« n°109 : Gardons-nous !
(…) Gardons-nous de présupposer absolument et partout quelque chose d'aussi bien conformé que le mouvement cyclique des étoiles les plus proches de nous ; un simple coup d'œil sur la Voie lactée suscite le doute et nous fait nous demander s'il n'existe pas là des mouvements bien plus grossiers et contradictoires, et de même des étoiles suivant d'éternelles trajectoires de chute rectilignes et d'autres choses du même ordre.
L'ordre astral dans lequel nous vivons est une exception ; cet ordre, et la durée considérable dont il est la condition, a à son tour rendu possible l'exception des exceptions : la formation de l'organique.
Le caractère général du monde est au contraire de toute éternité chaos, non pas au sens de l'absence de nécessité, mais au contraire au sens de l'absence d'ordre, d'articulation, de forme, de beauté, de sagesse et de tous nos anthropomorphismes esthétiques quelque nom qu'on leur donne. (…)
Gardons-nous de lui attribuer insensibilité et déraison ou leurs contraires : il n'est ni parfait ni beau ni noble, et ne veut rien devenir de tout cela, il ne cherche absolument pas à imiter l'homme ! Il n'est nullement concerné par aucun de nos jugements esthétiques et moraux ! Il ne possède pas non plus de pulsion d'auto-conservation, et pas de pulsions tout court ; il ne connaît pas non plus de lois.
Gardons-nous de dire qu'il y a des lois dans la nature. Il n'y a que des nécessités : nul n'y commande, nul n'y obéit, nul ne transgresse. Si vous savez qu'il n'y a pas de buts, vous savez aussi qu'il n'y a pas de hasard : car c'est seulement aux côtés d'un monde de buts que le terme de « hasard » a un sens. »
(Friedrich Nietzsche Le Gai Savoir Troisième livre)

Consigne:
Reproduisez mot pour mot le passage du texte sur le chaos du monde, de « L'ordre astral dans » à « leur donne. (…) ».

Lignes issues d'une collection
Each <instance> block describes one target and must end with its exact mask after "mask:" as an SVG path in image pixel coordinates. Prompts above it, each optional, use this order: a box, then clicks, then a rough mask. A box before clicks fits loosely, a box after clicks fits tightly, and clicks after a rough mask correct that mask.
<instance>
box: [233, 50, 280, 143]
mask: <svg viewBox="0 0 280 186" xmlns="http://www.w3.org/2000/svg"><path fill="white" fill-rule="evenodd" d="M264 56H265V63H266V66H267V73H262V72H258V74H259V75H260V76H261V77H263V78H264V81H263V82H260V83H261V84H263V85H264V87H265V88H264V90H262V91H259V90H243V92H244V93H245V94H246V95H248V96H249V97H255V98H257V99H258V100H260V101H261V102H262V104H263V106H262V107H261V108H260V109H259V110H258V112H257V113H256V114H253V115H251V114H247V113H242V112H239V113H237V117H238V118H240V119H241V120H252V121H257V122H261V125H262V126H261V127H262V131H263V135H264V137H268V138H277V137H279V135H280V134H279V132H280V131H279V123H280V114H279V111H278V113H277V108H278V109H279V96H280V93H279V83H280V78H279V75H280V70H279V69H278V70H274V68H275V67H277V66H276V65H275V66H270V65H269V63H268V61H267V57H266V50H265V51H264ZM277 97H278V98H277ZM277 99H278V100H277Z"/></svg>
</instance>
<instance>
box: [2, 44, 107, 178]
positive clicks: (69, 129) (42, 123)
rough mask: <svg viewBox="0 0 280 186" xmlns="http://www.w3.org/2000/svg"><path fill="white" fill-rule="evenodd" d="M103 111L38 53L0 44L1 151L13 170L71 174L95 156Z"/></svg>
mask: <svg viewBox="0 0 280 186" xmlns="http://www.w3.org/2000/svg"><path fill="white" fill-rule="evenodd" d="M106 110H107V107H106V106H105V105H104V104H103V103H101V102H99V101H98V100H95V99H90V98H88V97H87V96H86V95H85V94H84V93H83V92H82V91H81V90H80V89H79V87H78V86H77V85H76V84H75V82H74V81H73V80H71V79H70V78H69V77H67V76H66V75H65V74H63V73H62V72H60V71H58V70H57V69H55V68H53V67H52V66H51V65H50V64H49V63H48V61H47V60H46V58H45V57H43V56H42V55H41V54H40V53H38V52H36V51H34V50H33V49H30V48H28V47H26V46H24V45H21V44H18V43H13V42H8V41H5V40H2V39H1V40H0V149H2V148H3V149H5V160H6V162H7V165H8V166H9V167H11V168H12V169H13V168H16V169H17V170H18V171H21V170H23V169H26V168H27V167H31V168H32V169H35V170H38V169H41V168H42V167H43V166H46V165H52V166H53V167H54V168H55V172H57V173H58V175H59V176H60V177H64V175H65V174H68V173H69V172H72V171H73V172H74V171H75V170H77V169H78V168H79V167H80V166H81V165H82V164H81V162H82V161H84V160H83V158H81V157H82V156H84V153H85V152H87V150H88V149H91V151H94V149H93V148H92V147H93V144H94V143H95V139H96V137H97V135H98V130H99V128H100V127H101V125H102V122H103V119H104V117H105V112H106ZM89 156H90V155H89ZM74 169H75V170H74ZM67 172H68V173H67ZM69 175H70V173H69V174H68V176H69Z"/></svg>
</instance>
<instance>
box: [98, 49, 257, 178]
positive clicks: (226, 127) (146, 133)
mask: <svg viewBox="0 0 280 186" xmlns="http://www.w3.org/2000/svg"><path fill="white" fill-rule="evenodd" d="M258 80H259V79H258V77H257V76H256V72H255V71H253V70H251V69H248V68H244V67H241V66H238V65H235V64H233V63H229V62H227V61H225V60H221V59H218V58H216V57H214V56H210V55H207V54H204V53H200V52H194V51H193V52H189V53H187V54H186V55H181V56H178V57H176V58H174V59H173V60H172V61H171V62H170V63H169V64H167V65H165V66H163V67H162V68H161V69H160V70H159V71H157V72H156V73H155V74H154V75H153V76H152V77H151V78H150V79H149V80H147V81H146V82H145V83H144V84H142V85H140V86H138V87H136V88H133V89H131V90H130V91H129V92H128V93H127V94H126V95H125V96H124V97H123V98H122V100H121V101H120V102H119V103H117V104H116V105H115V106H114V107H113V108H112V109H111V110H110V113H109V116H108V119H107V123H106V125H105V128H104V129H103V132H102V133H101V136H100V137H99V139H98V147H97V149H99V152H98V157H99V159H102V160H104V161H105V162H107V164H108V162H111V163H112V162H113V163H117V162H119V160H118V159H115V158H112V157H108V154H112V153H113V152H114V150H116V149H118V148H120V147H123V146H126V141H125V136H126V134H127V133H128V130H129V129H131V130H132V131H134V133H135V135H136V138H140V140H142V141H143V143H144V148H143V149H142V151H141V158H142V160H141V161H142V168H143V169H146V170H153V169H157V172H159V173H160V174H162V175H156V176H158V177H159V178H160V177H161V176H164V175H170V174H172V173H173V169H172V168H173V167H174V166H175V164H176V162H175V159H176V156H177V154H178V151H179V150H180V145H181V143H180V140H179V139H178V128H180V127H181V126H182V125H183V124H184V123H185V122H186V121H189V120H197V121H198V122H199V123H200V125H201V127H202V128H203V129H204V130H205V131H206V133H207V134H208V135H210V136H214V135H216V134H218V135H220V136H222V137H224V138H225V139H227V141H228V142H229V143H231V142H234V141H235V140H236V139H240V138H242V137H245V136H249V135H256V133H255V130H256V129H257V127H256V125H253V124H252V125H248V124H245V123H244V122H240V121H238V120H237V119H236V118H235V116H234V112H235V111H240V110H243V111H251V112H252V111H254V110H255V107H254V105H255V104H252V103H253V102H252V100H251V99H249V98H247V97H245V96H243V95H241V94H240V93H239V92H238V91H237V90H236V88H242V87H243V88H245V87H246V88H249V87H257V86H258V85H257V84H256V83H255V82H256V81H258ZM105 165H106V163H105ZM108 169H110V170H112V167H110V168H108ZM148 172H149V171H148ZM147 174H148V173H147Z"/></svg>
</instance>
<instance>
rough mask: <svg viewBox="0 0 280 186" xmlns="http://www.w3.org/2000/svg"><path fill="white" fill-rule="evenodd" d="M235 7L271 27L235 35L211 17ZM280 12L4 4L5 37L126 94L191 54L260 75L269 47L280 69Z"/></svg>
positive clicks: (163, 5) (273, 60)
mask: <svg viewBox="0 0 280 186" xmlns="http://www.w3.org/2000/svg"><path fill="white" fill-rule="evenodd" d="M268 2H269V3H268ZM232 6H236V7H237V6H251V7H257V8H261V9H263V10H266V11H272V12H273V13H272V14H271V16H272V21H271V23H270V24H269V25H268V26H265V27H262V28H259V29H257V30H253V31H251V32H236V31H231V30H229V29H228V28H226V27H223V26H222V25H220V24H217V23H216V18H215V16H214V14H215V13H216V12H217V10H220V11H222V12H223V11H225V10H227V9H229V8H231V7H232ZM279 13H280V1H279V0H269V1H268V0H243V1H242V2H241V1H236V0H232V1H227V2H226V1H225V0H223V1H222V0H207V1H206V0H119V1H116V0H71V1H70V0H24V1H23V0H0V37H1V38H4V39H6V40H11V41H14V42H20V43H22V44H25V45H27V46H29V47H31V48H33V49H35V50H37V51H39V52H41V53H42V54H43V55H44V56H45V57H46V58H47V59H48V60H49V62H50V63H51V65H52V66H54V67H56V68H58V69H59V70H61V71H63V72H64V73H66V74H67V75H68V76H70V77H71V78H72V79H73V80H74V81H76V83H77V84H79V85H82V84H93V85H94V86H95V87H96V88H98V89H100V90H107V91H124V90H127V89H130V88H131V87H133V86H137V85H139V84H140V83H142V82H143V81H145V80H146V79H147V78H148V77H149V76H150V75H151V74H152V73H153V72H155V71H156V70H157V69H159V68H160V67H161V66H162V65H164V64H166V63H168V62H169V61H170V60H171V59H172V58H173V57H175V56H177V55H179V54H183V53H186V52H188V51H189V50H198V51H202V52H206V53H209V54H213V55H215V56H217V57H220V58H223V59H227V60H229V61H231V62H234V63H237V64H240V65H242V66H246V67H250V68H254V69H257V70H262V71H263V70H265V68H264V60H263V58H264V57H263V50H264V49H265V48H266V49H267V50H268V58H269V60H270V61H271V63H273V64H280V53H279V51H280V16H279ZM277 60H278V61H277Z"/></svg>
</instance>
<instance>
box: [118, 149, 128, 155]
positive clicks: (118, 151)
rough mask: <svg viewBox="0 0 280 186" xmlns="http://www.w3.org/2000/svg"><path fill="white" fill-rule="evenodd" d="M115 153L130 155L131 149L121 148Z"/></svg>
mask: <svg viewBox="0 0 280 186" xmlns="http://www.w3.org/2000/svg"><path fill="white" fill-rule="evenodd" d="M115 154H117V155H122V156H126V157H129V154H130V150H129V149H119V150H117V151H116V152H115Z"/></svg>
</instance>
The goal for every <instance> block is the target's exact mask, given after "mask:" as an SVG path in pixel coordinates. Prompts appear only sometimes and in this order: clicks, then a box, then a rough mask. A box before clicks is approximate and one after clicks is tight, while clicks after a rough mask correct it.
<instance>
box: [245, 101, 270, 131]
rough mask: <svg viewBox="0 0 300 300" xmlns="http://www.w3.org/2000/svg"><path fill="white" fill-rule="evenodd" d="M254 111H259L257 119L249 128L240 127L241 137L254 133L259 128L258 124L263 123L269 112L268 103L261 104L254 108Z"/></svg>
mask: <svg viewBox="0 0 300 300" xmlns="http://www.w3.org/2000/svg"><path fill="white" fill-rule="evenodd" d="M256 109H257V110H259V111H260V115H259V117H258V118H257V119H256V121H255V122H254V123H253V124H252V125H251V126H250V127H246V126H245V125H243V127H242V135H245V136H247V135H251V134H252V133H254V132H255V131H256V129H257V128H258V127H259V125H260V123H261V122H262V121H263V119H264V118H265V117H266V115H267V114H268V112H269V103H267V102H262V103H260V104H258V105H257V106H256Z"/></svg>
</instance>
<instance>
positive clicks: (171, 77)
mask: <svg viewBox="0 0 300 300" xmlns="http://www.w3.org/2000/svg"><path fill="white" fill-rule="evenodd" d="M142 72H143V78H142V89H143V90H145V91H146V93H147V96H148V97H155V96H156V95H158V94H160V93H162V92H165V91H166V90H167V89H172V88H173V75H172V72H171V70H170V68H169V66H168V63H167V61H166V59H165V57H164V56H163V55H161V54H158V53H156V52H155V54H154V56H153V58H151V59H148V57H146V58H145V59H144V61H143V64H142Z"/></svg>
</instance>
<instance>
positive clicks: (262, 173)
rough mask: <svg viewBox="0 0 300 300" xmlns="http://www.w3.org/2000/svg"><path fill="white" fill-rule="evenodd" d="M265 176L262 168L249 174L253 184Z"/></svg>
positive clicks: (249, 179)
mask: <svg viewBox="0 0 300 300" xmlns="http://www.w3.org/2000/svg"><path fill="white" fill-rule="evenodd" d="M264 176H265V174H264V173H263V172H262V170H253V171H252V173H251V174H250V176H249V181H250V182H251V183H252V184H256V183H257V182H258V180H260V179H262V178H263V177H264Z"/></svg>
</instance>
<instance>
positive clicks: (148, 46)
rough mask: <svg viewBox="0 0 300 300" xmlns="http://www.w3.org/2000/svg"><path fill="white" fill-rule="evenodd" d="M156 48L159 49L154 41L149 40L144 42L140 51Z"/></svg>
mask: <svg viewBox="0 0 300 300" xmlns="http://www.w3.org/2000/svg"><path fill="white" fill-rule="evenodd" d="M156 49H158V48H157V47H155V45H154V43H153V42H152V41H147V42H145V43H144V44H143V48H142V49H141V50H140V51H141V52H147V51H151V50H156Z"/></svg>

Réponse attendue:
L'ordre astral dans lequel nous vivons est une exception ; cet ordre, et la durée considérable dont il est la condition, a à son tour rendu possible l'exception des exceptions : la formation de l'organique.
Le caractère général du monde est au contraire de toute éternité chaos, non pas au sens de l'absence de nécessité, mais au contraire au sens de l'absence d'ordre, d'articulation, de forme, de beauté, de sagesse et de tous nos anthropomorphismes esthétiques quelque nom qu'on leur donne. (…)